Exercise brief:
Starting at the first entry below, repeat all the data word for word and drop the pictures.

Data extract:

-- Opening Marker --

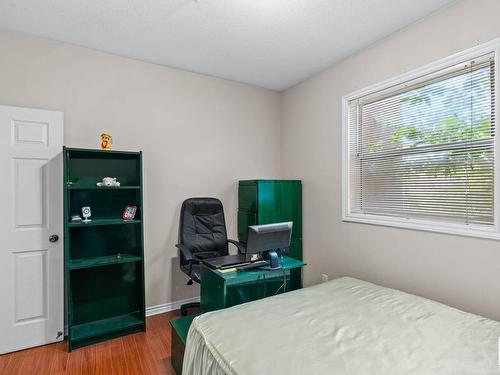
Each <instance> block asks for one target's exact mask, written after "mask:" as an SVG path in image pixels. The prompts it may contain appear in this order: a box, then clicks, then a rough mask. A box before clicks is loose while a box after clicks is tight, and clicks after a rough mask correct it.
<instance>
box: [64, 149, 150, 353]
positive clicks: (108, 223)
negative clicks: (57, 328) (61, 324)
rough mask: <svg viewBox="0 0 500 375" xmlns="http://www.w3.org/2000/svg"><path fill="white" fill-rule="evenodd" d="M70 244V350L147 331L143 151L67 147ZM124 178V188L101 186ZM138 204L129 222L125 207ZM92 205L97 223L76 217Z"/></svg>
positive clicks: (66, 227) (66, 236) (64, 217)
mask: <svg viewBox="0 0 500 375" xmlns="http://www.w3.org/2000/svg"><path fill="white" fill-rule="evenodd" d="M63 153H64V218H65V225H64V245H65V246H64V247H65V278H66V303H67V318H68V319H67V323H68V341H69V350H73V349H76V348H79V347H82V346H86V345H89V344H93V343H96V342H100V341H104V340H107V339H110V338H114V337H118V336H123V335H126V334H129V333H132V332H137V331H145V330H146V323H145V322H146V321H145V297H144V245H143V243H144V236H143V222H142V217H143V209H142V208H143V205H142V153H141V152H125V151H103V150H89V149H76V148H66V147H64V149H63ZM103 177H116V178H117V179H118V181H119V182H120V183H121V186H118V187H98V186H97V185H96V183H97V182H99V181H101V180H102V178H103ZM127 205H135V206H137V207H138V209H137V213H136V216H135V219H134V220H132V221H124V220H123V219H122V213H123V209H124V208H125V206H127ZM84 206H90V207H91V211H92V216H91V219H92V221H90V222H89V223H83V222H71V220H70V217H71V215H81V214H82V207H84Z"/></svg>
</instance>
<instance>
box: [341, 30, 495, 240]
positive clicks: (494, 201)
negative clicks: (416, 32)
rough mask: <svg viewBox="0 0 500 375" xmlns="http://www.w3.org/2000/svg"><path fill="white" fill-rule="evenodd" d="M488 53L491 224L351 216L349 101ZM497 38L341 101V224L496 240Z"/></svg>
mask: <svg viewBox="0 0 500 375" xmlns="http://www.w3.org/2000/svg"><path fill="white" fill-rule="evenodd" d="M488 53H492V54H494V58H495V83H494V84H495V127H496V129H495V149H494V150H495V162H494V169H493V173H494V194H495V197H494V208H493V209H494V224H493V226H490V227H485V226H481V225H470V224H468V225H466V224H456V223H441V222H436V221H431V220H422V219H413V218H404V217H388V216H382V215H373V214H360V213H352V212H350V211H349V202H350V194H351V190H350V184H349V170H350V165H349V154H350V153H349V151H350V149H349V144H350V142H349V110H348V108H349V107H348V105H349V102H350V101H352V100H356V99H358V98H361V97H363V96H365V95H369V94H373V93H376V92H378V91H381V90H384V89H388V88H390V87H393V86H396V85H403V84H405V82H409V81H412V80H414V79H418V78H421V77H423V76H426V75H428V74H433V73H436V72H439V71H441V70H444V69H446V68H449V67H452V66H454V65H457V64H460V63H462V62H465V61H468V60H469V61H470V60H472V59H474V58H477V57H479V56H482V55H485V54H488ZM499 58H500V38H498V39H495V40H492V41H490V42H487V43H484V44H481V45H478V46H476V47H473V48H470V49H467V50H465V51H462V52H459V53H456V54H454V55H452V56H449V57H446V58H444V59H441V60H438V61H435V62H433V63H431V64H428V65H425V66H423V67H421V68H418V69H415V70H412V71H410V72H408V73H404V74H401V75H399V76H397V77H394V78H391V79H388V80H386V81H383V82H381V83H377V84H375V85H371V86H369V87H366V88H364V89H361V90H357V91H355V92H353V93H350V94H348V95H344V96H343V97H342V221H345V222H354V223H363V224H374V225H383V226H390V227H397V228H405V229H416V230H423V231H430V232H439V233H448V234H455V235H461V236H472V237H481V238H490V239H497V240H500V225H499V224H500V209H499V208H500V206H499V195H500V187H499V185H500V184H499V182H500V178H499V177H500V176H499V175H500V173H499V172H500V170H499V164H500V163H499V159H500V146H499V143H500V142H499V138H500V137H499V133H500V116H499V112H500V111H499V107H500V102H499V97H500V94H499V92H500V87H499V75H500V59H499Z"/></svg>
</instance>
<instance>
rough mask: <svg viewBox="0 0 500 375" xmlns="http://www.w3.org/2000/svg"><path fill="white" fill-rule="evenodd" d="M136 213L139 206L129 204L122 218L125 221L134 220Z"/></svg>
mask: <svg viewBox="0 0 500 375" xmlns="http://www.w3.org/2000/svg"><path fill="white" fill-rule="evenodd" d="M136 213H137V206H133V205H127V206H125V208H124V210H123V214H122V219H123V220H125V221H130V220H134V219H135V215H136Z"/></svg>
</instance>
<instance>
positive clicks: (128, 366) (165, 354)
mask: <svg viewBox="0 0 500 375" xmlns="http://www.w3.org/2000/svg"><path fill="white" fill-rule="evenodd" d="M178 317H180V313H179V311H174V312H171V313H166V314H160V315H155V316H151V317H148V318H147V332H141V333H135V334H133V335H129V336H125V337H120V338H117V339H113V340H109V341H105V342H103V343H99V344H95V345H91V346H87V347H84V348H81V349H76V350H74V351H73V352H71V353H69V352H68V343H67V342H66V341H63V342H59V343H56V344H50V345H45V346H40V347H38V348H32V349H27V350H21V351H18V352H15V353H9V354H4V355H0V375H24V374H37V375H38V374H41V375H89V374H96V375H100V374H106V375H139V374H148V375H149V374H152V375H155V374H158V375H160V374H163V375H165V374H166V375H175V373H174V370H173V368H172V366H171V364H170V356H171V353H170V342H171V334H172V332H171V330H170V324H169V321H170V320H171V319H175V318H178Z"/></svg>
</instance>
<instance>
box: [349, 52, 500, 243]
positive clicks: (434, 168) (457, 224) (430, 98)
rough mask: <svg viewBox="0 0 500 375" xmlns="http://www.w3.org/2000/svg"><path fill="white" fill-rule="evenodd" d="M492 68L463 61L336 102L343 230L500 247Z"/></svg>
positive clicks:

-- Closing Marker --

Solution to the exercise:
Each <instance> block asks for one target's exact mask, written after "mask:" as an SVG path in image pixels. The prompts it may contain appear in this order: a box, then clicks, then a rough mask. A box before clicks is loose while a box after clicks is tight, and clicks after a rough mask correct it.
<instance>
box: [64, 149, 150, 353]
positive clicks: (108, 223)
negative clicks: (57, 328) (61, 324)
rough mask: <svg viewBox="0 0 500 375" xmlns="http://www.w3.org/2000/svg"><path fill="white" fill-rule="evenodd" d="M70 244V350L147 331L143 151L67 147ZM124 178V188L101 186ZM138 204L129 222L125 207ZM92 205L97 223L76 217Z"/></svg>
positive clicks: (66, 227) (66, 236) (64, 217)
mask: <svg viewBox="0 0 500 375" xmlns="http://www.w3.org/2000/svg"><path fill="white" fill-rule="evenodd" d="M63 153H64V218H65V225H64V245H65V246H64V247H65V278H66V303H67V318H68V319H67V323H68V341H69V350H73V349H76V348H79V347H82V346H86V345H89V344H93V343H96V342H100V341H104V340H107V339H110V338H114V337H118V336H123V335H126V334H129V333H132V332H137V331H145V330H146V323H145V322H146V321H145V297H144V245H143V243H144V236H143V222H142V217H143V209H142V208H143V205H142V153H141V152H125V151H103V150H89V149H76V148H66V147H64V149H63ZM103 177H116V178H117V179H118V181H119V182H120V183H121V186H118V187H98V186H97V185H96V183H97V182H99V181H101V180H102V178H103ZM127 205H135V206H137V207H138V209H137V213H136V216H135V219H134V220H132V221H124V220H123V219H122V213H123V209H124V208H125V206H127ZM84 206H90V207H91V211H92V216H91V219H92V221H90V222H89V223H83V222H71V220H70V217H71V215H81V214H82V207H84Z"/></svg>
</instance>
<instance>
box: [341, 30, 495, 240]
positive clicks: (494, 201)
negative clicks: (416, 32)
rough mask: <svg viewBox="0 0 500 375" xmlns="http://www.w3.org/2000/svg"><path fill="white" fill-rule="evenodd" d="M488 53L491 224L351 216L349 101ZM497 38L341 101V224L496 240Z"/></svg>
mask: <svg viewBox="0 0 500 375" xmlns="http://www.w3.org/2000/svg"><path fill="white" fill-rule="evenodd" d="M488 53H492V54H494V58H495V83H494V84H495V127H496V129H495V149H494V150H495V162H494V169H493V173H494V194H495V197H494V208H493V209H494V224H493V226H490V227H485V226H481V225H470V224H468V225H466V224H456V223H441V222H436V221H431V220H422V219H413V218H404V217H388V216H382V215H373V214H360V213H352V212H350V211H349V202H350V194H351V190H350V184H349V170H350V165H349V154H350V153H349V151H350V149H349V144H350V142H349V110H348V108H349V107H348V105H349V102H350V101H352V100H356V99H358V98H361V97H363V96H365V95H369V94H373V93H376V92H378V91H381V90H384V89H388V88H390V87H393V86H396V85H403V84H405V82H409V81H412V80H414V79H418V78H421V77H423V76H426V75H428V74H433V73H436V72H439V71H441V70H444V69H446V68H449V67H452V66H454V65H457V64H460V63H462V62H465V61H468V60H469V61H470V60H472V59H474V58H477V57H479V56H482V55H485V54H488ZM499 58H500V38H498V39H495V40H492V41H490V42H487V43H484V44H481V45H478V46H476V47H473V48H470V49H467V50H465V51H462V52H459V53H456V54H454V55H452V56H449V57H446V58H444V59H441V60H438V61H435V62H433V63H431V64H428V65H425V66H423V67H421V68H418V69H415V70H412V71H410V72H408V73H404V74H401V75H399V76H397V77H394V78H391V79H388V80H386V81H383V82H381V83H377V84H375V85H371V86H369V87H366V88H364V89H361V90H357V91H355V92H353V93H350V94H348V95H344V96H343V97H342V221H345V222H354V223H363V224H374V225H383V226H390V227H397V228H405V229H416V230H423V231H430V232H439V233H448V234H455V235H461V236H472V237H481V238H490V239H497V240H500V225H499V224H500V209H499V208H500V206H499V195H500V187H499V185H500V184H499V182H500V178H499V177H500V176H499V175H500V173H499V172H500V170H499V164H500V163H499V159H500V146H499V143H500V142H499V138H500V137H499V133H500V116H499V112H500V111H499V107H500V102H499V97H500V94H499V92H500V87H499V75H500V59H499Z"/></svg>
</instance>
<instance>
rough mask: <svg viewBox="0 0 500 375" xmlns="http://www.w3.org/2000/svg"><path fill="white" fill-rule="evenodd" d="M136 213L139 206L129 204L122 218L125 221L134 220Z"/></svg>
mask: <svg viewBox="0 0 500 375" xmlns="http://www.w3.org/2000/svg"><path fill="white" fill-rule="evenodd" d="M136 213H137V206H133V205H127V206H125V208H124V210H123V214H122V219H123V220H125V221H130V220H134V219H135V215H136Z"/></svg>
</instance>
<instance>
positive clicks: (128, 366) (165, 354)
mask: <svg viewBox="0 0 500 375" xmlns="http://www.w3.org/2000/svg"><path fill="white" fill-rule="evenodd" d="M178 317H180V313H179V311H174V312H171V313H166V314H160V315H155V316H151V317H148V318H147V332H141V333H135V334H133V335H129V336H125V337H120V338H117V339H113V340H109V341H105V342H103V343H99V344H95V345H91V346H87V347H84V348H81V349H76V350H74V351H73V352H71V353H69V352H68V343H67V342H66V341H63V342H59V343H56V344H50V345H45V346H40V347H38V348H32V349H27V350H21V351H18V352H15V353H9V354H4V355H0V375H24V374H37V375H38V374H41V375H89V374H96V375H100V374H106V375H139V374H148V375H149V374H152V375H155V374H158V375H160V374H163V375H165V374H166V375H175V373H174V370H173V368H172V366H171V364H170V356H171V353H170V342H171V334H172V332H171V330H170V324H169V321H170V320H171V319H175V318H178Z"/></svg>
</instance>
<instance>
box: [349, 52, 500, 243]
positive clicks: (434, 168) (457, 224) (430, 98)
rough mask: <svg viewBox="0 0 500 375" xmlns="http://www.w3.org/2000/svg"><path fill="white" fill-rule="evenodd" d="M492 68L463 61L336 102L343 230L500 247Z"/></svg>
positive clicks:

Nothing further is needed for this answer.